** Data for this exercise **
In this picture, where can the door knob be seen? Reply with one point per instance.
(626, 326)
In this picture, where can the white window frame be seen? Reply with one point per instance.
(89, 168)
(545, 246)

** Brief **
Reproduce every line of the records above without any change, keeping the lines in their original order.

** Result of the task **
In this picture, where can the door knob be seen? Reply with one point per instance.
(626, 326)
In this picture, where can the white window frame be seen? Reply with one point per instance.
(89, 168)
(545, 246)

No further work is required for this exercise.